Extracted text ::
* start *
# **** Bug Bit ****



## catcapper (Feb 11, 2010)

Its nice when folks I mill boards for send me pictures of their finished projects. Heres some bug bit ponderosa pine that has a home--- it sure looks different from the day I stuck a Stihl saw o it.


----------



## 220swift (Mar 2, 2011)

That's awesome!!!!!!!!!! :thumbsup: :thumbsup: :thumbsup: :thumbsup:


----------



## hassell (Feb 9, 2010)

Frigging awesome Cat.


----------



## Ruger (Jan 22, 2011)

Love it! One of these days I'm gonna have to make a trip up there and but some of that lumber from you. Just need to build my workshop so I can build the furniture that I want to. 
Great looking stuff!


----------



## Mo Mo (Sep 16, 2016)

That is absolutely awesome!


----------



## glenway (Mar 27, 2011)

Wow! Never have I seen anything like that used as a kitchen countertop. Like the rough edges, too.

Whoever poured that finish on it knew what he/she was doing. Was a 2-part expoxy finish used?

How practical could it be where scratches are inevitable?

Typically, the backsplash would be installed before the mosaic tiles on the wall but that would really be tricky with that contour.


----------



## Larry (Dec 2, 2010)

Nicely done. I admire a man that can take rough wood and make it awesome.


----------



## texaspredatorhunter (Aug 14, 2014)

Now that is an amazing counter top!


----------



## kiyote (Jun 15, 2014)

sure is purty!

my only concern would be durability of the finish.

never seen a clearcoat hold up very well more then a few years. especially around water and heat.

not a big deal if owner does the maintenance most will not bother to do.


----------



## youngdon (Mar 10, 2010)

Wow ! ! That's pretty stuff Cat. I'd be interested in the finish he used.


----------



## Tuffdaddy (Oct 26, 2012)

Man, that's outstanding! Thanks for posting.


----------



## catcapper (Feb 11, 2010)

The epoxy resins on the market these days are tuff. Not much to maintain. Hot, cold, bang on'em, slide pans, hot pans, drown in water and stay in pretty good shape. If a fella would hack on it with a knife it would do some damage, but just sand and re-finish and its good to go.

I use Bar Top finish and Glass Epoxy on all my counters and table tops Don--- had a long talk with the client when she picked up the lumber so I'm pretty sure the sink counter has BT on it.

The trick to make'in a nice top is to dry the material down to 8-14% moisture and then seal the entire board--- no MC in, and no MC out. The resins are fairly easy to apply if a fella takes his time.
* end *
Given instruction 1 :: Update the countertop thread from "## Tuffdaddy (Oct" through "good to go.", replacing "epoxy resins" with "resin coatings".

Rows ::
* start *
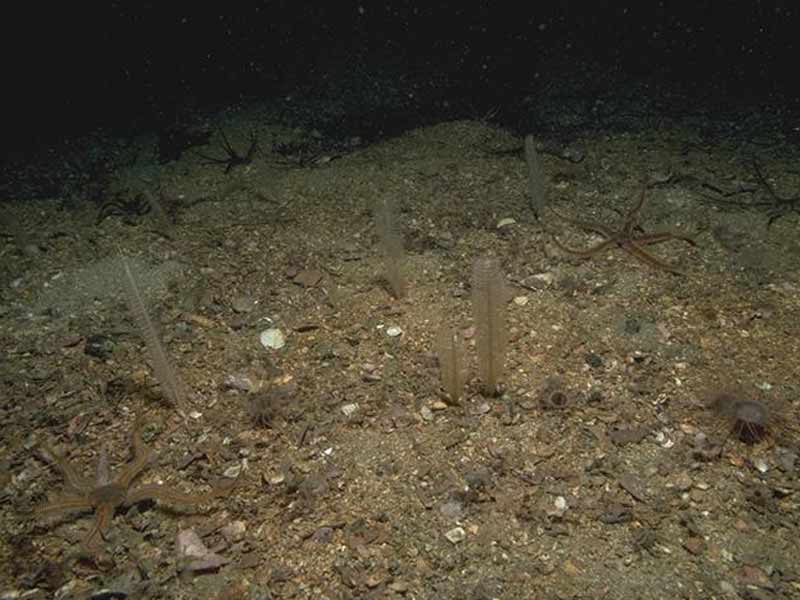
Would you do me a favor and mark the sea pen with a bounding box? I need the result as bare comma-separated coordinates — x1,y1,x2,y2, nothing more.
436,324,465,404
375,197,406,300
120,256,186,411
472,258,507,396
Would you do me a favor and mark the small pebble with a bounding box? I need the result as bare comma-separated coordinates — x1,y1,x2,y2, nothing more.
444,527,467,544
260,328,286,350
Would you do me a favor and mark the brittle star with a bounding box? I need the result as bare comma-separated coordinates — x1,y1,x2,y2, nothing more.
550,187,697,275
36,419,231,548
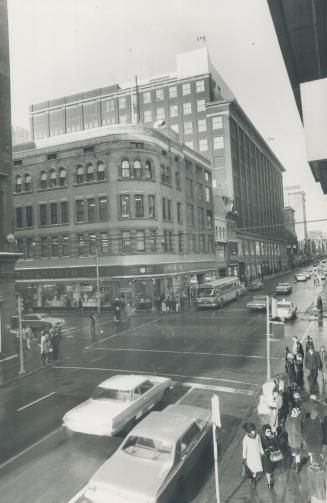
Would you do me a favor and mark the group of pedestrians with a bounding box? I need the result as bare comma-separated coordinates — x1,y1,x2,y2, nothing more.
242,336,327,490
39,324,62,367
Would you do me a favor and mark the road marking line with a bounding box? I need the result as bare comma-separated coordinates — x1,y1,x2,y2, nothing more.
0,426,61,470
52,365,261,387
94,347,283,360
17,391,55,412
85,319,160,349
68,484,87,503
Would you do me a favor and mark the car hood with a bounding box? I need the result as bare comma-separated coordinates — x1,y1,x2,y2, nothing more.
85,451,171,502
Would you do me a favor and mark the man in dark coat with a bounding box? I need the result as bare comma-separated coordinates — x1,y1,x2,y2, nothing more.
304,346,322,392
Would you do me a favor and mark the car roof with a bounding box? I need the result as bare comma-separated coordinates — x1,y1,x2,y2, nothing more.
131,411,194,442
98,374,150,391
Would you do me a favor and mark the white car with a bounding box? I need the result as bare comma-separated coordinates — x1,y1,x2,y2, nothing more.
63,374,173,436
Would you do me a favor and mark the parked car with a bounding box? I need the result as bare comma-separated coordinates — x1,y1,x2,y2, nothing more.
275,283,293,295
63,374,173,436
248,279,263,290
273,299,297,321
246,295,267,311
295,272,307,281
83,405,211,503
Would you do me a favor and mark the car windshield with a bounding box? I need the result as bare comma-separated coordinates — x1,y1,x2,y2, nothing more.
92,386,131,402
122,435,172,461
197,286,215,299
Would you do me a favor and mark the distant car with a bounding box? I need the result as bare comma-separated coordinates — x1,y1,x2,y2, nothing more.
83,405,211,503
246,295,267,311
63,374,173,436
274,299,297,321
275,283,293,295
17,313,65,331
248,279,263,290
295,272,307,281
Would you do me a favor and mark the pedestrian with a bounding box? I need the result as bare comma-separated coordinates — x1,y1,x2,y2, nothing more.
304,346,322,393
285,407,303,472
261,424,279,490
303,409,323,464
243,423,264,488
292,335,304,358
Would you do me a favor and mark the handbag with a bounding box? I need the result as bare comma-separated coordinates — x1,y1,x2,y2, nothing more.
269,449,284,463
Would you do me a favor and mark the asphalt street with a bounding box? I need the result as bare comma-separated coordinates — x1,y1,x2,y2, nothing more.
0,274,317,503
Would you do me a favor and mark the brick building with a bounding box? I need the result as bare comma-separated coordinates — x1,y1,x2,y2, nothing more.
13,125,217,308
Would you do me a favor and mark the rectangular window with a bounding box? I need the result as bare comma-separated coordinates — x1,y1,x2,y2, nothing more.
196,100,206,112
211,115,223,129
51,236,59,257
61,234,69,257
144,110,152,122
100,232,109,255
213,136,224,150
76,199,84,222
169,105,178,117
156,89,163,101
150,230,157,252
136,231,145,251
60,201,68,224
169,86,177,98
118,96,126,110
134,194,144,218
182,83,191,96
148,194,156,218
89,232,98,255
41,236,49,257
198,119,207,133
120,195,131,218
87,197,95,222
40,204,47,225
143,91,151,104
77,234,86,256
199,138,208,152
177,203,183,224
183,101,192,115
50,203,58,225
184,122,193,134
121,231,132,253
195,80,204,93
25,206,33,227
99,196,108,222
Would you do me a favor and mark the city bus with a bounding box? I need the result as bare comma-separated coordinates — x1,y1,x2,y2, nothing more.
196,276,241,308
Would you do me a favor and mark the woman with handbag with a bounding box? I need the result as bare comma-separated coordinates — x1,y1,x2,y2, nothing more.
243,423,264,488
261,424,283,491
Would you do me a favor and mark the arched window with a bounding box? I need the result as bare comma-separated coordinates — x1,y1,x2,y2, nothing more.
15,175,23,192
145,161,152,178
76,166,84,183
133,161,142,178
86,164,94,182
40,171,48,189
121,159,131,178
24,175,32,192
59,168,67,187
50,169,57,188
97,162,105,182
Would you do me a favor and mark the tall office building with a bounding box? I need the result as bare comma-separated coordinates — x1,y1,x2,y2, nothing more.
0,0,17,354
285,185,308,241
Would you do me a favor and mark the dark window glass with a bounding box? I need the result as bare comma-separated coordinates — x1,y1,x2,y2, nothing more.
99,196,108,222
76,199,84,222
40,204,47,225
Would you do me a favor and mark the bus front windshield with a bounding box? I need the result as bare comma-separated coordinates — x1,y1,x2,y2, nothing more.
197,286,215,299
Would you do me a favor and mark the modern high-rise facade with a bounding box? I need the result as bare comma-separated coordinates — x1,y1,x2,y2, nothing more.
285,185,308,241
0,0,17,354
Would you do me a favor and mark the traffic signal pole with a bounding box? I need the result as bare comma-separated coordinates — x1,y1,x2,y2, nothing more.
17,295,25,374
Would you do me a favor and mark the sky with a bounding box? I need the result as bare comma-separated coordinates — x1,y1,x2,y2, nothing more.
7,0,327,232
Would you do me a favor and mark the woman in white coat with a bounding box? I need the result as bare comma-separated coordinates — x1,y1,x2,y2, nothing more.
243,423,264,487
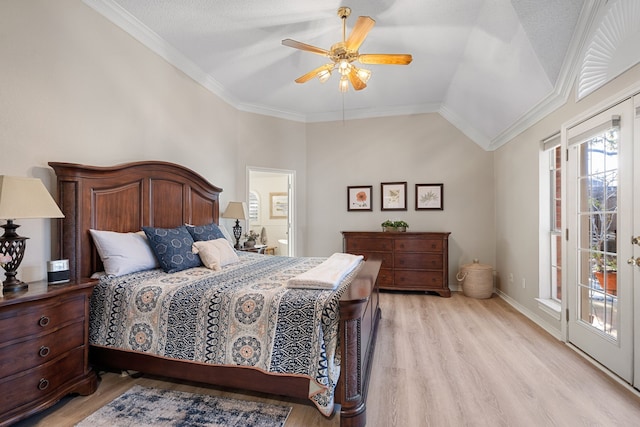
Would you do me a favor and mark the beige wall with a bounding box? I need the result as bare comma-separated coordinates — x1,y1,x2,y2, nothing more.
0,0,304,281
307,114,495,289
0,0,640,342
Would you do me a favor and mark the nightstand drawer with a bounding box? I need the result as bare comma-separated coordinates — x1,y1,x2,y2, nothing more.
0,295,84,343
0,322,84,378
0,346,84,413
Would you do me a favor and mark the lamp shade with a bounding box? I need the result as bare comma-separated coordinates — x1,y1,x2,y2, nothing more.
222,202,247,219
0,175,64,219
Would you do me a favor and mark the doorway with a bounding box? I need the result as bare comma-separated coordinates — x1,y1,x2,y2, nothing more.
566,96,640,387
247,167,295,256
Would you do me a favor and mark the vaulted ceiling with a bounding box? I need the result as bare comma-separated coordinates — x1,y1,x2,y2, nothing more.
85,0,602,149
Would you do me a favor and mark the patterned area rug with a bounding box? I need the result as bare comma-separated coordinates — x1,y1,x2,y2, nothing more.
76,385,291,427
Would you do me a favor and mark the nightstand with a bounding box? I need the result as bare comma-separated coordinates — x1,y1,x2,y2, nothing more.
0,279,98,425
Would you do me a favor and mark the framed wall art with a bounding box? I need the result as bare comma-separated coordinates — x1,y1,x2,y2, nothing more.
269,193,289,219
380,181,407,211
416,184,444,211
347,185,373,211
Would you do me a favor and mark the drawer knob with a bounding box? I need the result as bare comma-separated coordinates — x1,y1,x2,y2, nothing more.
38,378,49,390
38,345,51,357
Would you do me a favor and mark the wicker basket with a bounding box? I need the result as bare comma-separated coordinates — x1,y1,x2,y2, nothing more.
456,259,493,299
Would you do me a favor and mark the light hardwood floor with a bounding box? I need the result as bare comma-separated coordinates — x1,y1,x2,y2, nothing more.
13,293,640,427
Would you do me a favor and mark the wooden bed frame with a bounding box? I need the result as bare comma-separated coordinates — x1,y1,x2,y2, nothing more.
49,161,380,427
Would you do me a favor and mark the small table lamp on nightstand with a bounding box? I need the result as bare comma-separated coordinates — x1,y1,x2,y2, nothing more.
222,202,247,249
0,175,64,292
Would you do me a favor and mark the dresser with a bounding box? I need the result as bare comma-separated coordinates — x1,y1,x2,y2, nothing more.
0,280,98,425
342,231,451,297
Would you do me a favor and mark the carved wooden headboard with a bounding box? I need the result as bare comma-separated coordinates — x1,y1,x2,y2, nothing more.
49,161,222,279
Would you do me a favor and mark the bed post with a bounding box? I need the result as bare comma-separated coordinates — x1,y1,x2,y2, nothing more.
336,260,381,427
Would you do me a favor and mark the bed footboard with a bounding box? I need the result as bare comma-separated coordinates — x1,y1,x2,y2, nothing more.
89,260,381,427
335,260,381,427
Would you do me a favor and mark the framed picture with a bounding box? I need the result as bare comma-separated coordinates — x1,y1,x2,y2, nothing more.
347,185,373,211
416,184,444,211
269,193,289,219
380,182,407,211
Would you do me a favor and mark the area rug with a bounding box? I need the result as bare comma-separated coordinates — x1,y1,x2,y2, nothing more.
76,385,291,427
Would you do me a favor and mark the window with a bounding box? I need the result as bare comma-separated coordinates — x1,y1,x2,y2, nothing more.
549,146,562,302
537,133,563,320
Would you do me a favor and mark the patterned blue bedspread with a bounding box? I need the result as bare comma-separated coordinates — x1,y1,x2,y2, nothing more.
89,252,358,416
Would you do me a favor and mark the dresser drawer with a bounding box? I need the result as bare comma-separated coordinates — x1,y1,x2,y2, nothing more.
393,270,444,289
0,295,85,343
351,251,393,268
394,237,442,252
345,237,393,254
0,346,84,413
393,252,442,270
0,322,84,378
378,268,393,289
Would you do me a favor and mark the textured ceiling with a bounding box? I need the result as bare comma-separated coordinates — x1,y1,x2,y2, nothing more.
85,0,601,149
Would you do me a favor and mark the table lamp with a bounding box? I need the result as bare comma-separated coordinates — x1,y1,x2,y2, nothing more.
222,202,247,249
0,175,64,292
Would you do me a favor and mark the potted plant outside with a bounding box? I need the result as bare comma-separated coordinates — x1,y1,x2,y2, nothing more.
593,254,618,295
393,221,409,231
244,230,259,248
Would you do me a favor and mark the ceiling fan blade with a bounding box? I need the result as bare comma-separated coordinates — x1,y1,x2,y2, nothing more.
296,64,335,83
358,53,413,65
345,16,376,50
348,68,367,90
282,39,329,56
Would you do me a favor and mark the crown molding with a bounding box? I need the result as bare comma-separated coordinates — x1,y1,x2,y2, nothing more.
82,0,238,105
487,0,607,151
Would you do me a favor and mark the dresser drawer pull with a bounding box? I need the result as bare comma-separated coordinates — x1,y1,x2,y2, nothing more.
38,378,49,390
38,345,51,357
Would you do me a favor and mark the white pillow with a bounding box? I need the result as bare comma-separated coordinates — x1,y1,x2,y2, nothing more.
89,230,160,276
193,239,240,271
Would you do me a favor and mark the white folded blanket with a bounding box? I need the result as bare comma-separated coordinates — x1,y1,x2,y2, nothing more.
287,253,363,289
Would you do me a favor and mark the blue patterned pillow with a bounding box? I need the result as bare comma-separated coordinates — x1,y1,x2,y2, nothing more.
142,226,202,273
187,222,224,242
* end *
Given instruction 2 :: Format the listing, starting at the line that contains "Would you do me a favor and mark the bed footboard" and ending at the line that contains "380,182,407,211", as a two-column CSV with columns named request and box. Give one row per request with its text and its answer, each in a single quoted field, and turn any line breaks into spaces.

Expected answer 1 ::
## Tuffdaddy (Oct 26, 2012)

Man, that's outstanding! Thanks for posting.


----------



## catcapper (Feb 11, 2010)

The resin coatings on the market these days are tuff. Not much to maintain. Hot, cold, bang on'em, slide pans, hot pans, drown in water and stay in pretty good shape. If a fella would hack on it with a knife it would do some damage, but just sand and re-finish and its good to go.

Expected answer 2 ::
request,box
"Would you do me a favor and mark the bed footboard with a bounding box? I need the result as bare comma-separated coordinates — x1,y1,x2,y2, nothing more.","89,260,381,427 335,260,381,427"
"Would you do me a favor and mark the framed picture with a bounding box? I need the result as bare comma-separated coordinates — x1,y1,x2,y2, nothing more.","347,185,373,211 416,184,444,211 269,193,289,219 380,182,407,211"